_PROBLEM REQUIREMENTS:_
Whatever appears in the records, retype it exactly, except for the pictures.

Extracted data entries
────────────────────────────────────────

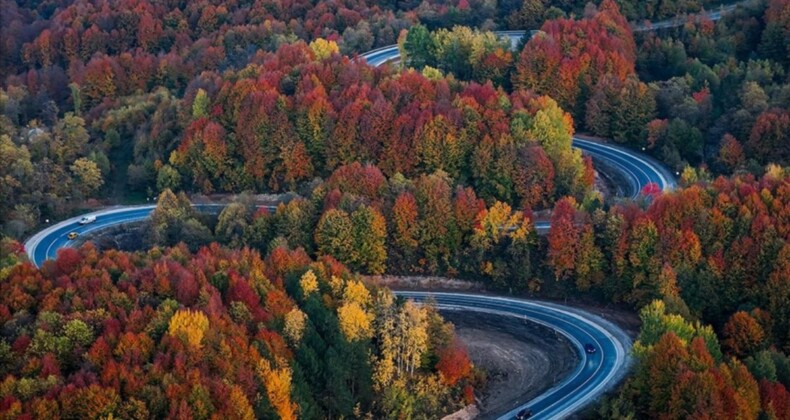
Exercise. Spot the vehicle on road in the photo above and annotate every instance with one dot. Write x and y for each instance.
(524, 414)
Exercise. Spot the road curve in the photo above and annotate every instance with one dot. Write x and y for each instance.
(595, 372)
(637, 169)
(44, 245)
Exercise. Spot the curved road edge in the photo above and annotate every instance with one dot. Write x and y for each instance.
(595, 374)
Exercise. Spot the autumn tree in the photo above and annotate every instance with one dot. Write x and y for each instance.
(189, 326)
(743, 335)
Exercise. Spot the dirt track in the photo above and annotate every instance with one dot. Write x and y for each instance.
(522, 359)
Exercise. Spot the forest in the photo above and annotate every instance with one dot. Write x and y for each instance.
(440, 166)
(217, 333)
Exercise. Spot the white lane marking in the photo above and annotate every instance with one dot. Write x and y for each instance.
(619, 360)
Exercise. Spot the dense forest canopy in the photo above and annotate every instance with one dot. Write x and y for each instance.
(169, 333)
(439, 166)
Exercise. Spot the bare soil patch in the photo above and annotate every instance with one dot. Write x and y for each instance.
(521, 359)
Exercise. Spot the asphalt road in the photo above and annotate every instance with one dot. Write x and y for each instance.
(595, 372)
(638, 169)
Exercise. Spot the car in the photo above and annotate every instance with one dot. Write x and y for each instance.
(87, 219)
(524, 414)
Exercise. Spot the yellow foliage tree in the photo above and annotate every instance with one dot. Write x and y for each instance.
(239, 406)
(355, 322)
(308, 283)
(324, 49)
(278, 388)
(295, 321)
(356, 292)
(188, 325)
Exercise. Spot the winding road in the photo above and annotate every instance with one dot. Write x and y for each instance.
(638, 170)
(594, 373)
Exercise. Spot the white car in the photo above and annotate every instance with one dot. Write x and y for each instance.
(87, 219)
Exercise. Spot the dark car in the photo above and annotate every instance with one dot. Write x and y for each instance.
(524, 414)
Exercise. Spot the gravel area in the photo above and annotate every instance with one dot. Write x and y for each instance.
(521, 359)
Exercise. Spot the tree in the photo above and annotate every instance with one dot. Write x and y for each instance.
(232, 224)
(71, 139)
(370, 234)
(563, 238)
(405, 232)
(277, 381)
(731, 153)
(323, 49)
(743, 335)
(189, 326)
(439, 148)
(769, 140)
(168, 178)
(200, 104)
(553, 129)
(454, 363)
(355, 321)
(295, 322)
(173, 220)
(334, 235)
(529, 16)
(418, 48)
(308, 283)
(411, 337)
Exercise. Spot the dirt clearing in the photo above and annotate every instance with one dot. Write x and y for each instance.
(521, 359)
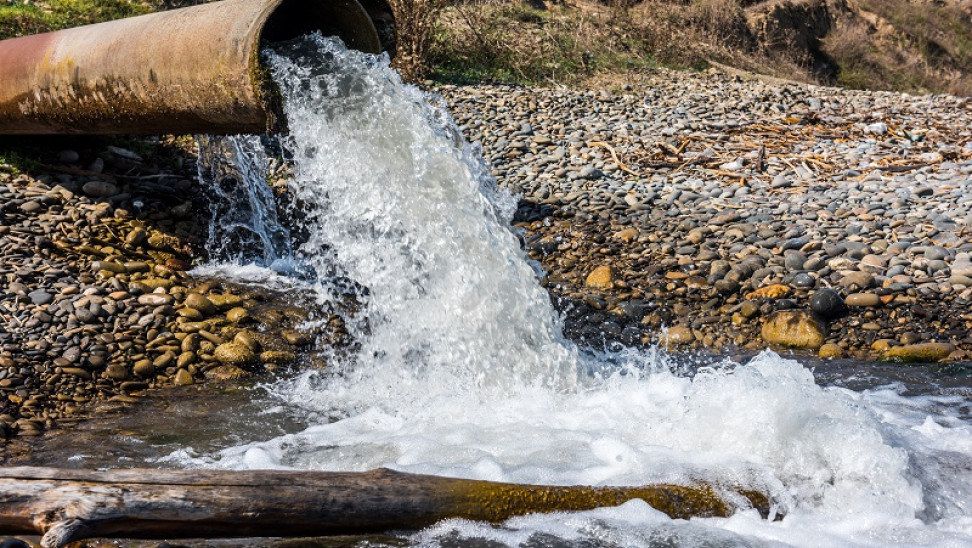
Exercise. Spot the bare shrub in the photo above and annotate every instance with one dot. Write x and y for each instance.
(414, 20)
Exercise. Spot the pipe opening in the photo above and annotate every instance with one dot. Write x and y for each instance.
(344, 18)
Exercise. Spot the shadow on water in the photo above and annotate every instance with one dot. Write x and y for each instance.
(201, 421)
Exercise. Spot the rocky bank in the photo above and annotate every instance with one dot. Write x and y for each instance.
(691, 210)
(710, 210)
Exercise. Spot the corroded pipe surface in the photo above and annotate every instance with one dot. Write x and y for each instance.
(192, 70)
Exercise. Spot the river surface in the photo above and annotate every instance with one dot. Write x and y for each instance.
(463, 370)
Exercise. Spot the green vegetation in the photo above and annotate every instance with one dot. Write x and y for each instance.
(18, 18)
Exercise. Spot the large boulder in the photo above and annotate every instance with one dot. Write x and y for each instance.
(794, 329)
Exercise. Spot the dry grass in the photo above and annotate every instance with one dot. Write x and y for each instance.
(928, 46)
(907, 47)
(415, 20)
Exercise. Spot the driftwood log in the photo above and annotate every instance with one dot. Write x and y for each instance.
(69, 505)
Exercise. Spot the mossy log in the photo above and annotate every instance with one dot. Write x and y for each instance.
(69, 505)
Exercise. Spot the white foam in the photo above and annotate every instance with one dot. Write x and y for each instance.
(463, 371)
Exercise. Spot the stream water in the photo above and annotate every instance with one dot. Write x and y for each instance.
(463, 370)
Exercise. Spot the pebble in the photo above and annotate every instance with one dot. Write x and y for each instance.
(862, 299)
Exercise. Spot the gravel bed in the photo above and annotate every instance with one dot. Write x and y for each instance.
(96, 306)
(711, 210)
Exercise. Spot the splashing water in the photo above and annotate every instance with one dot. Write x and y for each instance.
(463, 370)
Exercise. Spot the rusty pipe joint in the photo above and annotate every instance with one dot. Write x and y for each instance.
(191, 70)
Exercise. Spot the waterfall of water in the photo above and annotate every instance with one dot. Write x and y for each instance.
(463, 369)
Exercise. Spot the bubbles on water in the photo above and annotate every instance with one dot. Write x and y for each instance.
(463, 370)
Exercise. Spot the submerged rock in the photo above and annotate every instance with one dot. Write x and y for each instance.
(925, 352)
(234, 353)
(794, 329)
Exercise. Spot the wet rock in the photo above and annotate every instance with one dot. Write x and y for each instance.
(277, 357)
(136, 237)
(155, 299)
(776, 291)
(678, 335)
(200, 303)
(99, 189)
(296, 338)
(925, 352)
(828, 304)
(182, 378)
(40, 297)
(234, 353)
(225, 373)
(601, 277)
(144, 369)
(238, 315)
(830, 350)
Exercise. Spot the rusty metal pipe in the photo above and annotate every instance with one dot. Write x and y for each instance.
(191, 70)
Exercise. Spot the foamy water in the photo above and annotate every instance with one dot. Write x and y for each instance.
(464, 372)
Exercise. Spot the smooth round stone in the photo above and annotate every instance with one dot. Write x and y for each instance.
(68, 156)
(814, 264)
(862, 300)
(830, 350)
(874, 263)
(200, 303)
(828, 304)
(802, 280)
(910, 338)
(936, 253)
(794, 261)
(143, 368)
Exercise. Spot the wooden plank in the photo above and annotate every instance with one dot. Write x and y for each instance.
(68, 505)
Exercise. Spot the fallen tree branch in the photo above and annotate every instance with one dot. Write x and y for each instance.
(69, 505)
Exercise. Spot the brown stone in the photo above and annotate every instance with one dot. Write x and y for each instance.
(794, 329)
(601, 277)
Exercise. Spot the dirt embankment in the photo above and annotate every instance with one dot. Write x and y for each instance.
(907, 45)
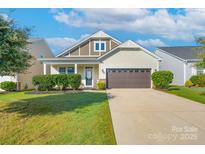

────────────────────────────────────────

_EXERCISE RESPONSE:_
Exercise. Spot the vehicle on road in the photo above and annotate every instance with one dot. Write x and y for each instance.
(524, 414)
Exercise. Spot the road curve in the photo above and annotate every instance with one dot. Write x and y for each instance.
(595, 372)
(637, 169)
(44, 245)
Exercise. Spot the curved road edge in the photo above and annotate every instance with one dot. Write x and y for each instance.
(595, 374)
Exercise. Spot the autumn tree in the photo above and annotate every instance with one dot. Write x and y for each instance.
(189, 326)
(743, 335)
Exercise. Spot the dirt track in the photo above and annotate every instance with one dot. Write x and y for each instance.
(522, 359)
Exercise. Spot the forest in the photo above and annotate every instance with one dot. Write x and y for each instance.
(440, 166)
(217, 333)
Exercise. Spot the white lane marking in the photo above and annotate every instance with one dot. Write x and y for each instance.
(619, 360)
Exercise. Spot the dense forest canopy in the photo above and annotate every instance with one dot. Write x and y for each instance.
(169, 333)
(439, 166)
Exercise. Spot the bare soil patch in the photo above and annotate every instance with one dot. Write x and y for each instance.
(521, 359)
Exercise. Spot the asphalt road in the photo above and annotate every instance with one dot. Write x and y for each instance.
(595, 372)
(638, 169)
Exercise. Spot the car in the photo above and annotate every instance with one dot. Write x and y for each instance.
(87, 219)
(524, 414)
Exercise. Spot the yellow foliage tree in the photo above and annotate every instance with one dot. Write x and y for each instance.
(239, 406)
(355, 322)
(308, 283)
(324, 49)
(278, 388)
(295, 321)
(356, 292)
(188, 325)
Exercise. Spot the winding road in the photo above and annotate every instance with one dot. Write x and y for each instance.
(638, 170)
(594, 373)
Exercise. Spot the white car in the photo above and annotate every instance with one dot. Write x and y for each instance.
(87, 219)
Exercise. Spot the dark car in the photo above and annotate every instance with one dot. Write x and y for each instance.
(524, 414)
Exercise. Spot the gravel area in the photo above and annotate every instance with one dot. Write x and y for each instance.
(521, 359)
Exercise. Spot the tree in the photo above and annotate every instance with one dot. Write x and y for each instance.
(232, 224)
(71, 139)
(370, 234)
(563, 238)
(405, 232)
(277, 381)
(731, 153)
(323, 49)
(743, 335)
(189, 326)
(439, 148)
(769, 140)
(168, 178)
(200, 104)
(553, 129)
(454, 363)
(355, 321)
(295, 322)
(173, 220)
(334, 235)
(529, 16)
(418, 48)
(308, 283)
(411, 337)
Exercise. Spot the dirt clearing in the photo above and annotate every instance with one dot. Write x and y for each instance.
(521, 359)
Exercise. Spot the bare shrub in the photo above and annotate every instance with one dot. Write x and y for each instance.
(414, 20)
Exercise. Spot the pipe opening in the photo above and annotate every instance with one dot. Write x and y for each instance.
(344, 18)
Exercise. Spot the shadow on water in the photo above and annotate every instance with one dot. Write x and y for each instance.
(201, 421)
Exercise. Spot the rocky bank in the photo above and annotate every instance with one dot. Write x and y for each instance.
(691, 210)
(710, 210)
Exercise. Spot the corroded pipe surface in the photo above and annotate every instance with one dot. Write x and y for each instance.
(192, 70)
Exercise. Spot the river surface in the photo above and annotate every instance with one dot. Write x and y for each instance.
(463, 370)
Exercise. Spot the green vegetation in the photo above and annotate every instance with one dot. Write x and y for each instance.
(18, 18)
Exercise. Spot the large boulder in the photo above and annotate every instance with one dot. Write x and y for each instance.
(794, 329)
Exercise. Spot the dry grass in the photo above and annotate every instance with one dot. Write x and y for each instance.
(928, 46)
(907, 47)
(415, 20)
Exercise. Spot the driftwood log in the photo above and annotate every instance with one dot. Write x and y for each instance.
(69, 505)
Exercise. Spot the mossy log in the photo above and annotate every instance with one dot. Write x and y for each instance.
(69, 505)
Exercise. Spot the white foam in the photo above and annotate every instance with one dot. Write x and y for each instance.
(463, 371)
Exercise. Spot the stream water in the photo above and annotate every instance with one dot. Write x and y for each instance.
(463, 370)
Exercise. Spot the pebble in the photo above and annotate every instance with one dot. Write x and y for each instance.
(862, 299)
Exercise. Spot the gravel bed in the photo above and annotate every instance with one dot. Write x and y for each instance.
(96, 306)
(711, 210)
Exercise. Spot the splashing water in the photo above and annotate every instance with one dot. Write x and y for each instance.
(463, 370)
Exercise. Spot the rusty pipe joint in the photo above and annotate every instance with one dot. Write x and y for each instance.
(191, 70)
Exercise. Spot the waterfall of water in the photo above and annotate every instance with one dot. Write x and y for each instance.
(463, 369)
Exercise. Spot the bubbles on water in the photo above and annotate every instance with one dot. Write x and y for each instance.
(463, 370)
Exercise. Spot the submerged rock in the photo above and annotate every instance with one dot. Write x and y for each instance.
(925, 352)
(234, 353)
(794, 329)
Exercise. Spot the wet rock in the photo above and annotate every instance with one dot. Write x and y for each instance.
(277, 357)
(136, 237)
(155, 299)
(776, 291)
(678, 335)
(200, 303)
(99, 189)
(296, 338)
(925, 352)
(828, 304)
(182, 378)
(40, 297)
(234, 353)
(225, 373)
(601, 277)
(144, 369)
(238, 315)
(830, 350)
Exercise. Spot the rusty metal pipe in the photo above and annotate every instance with one dot. Write x and y for each instance.
(191, 70)
Exercise. Spot the foamy water in the photo above and annotate every instance with one dot. Write x and y for each instance.
(464, 372)
Exercise. Spot the smooth round stone in the photo above and annotate every instance with one dot. Write x and y for each instance.
(68, 156)
(814, 264)
(862, 300)
(830, 350)
(874, 263)
(200, 303)
(828, 304)
(802, 280)
(910, 338)
(936, 253)
(794, 261)
(143, 368)
Exercise. Spot the wooden plank in the photo above and annotate every instance with one dot. Write x and y for each instance.
(68, 505)
Exercise. Spot the fallen tree branch in the photo above and annotate every instance with one dot. Write x and y for each instance.
(69, 505)
Exercise. Spot the brown stone in the photo above and annotate every instance with one dot. Write x and y for each instance.
(794, 329)
(601, 277)
Exercise. Spot the dirt embankment in the photo above and annotate every instance with one dot. Write x and y for each instance.
(907, 45)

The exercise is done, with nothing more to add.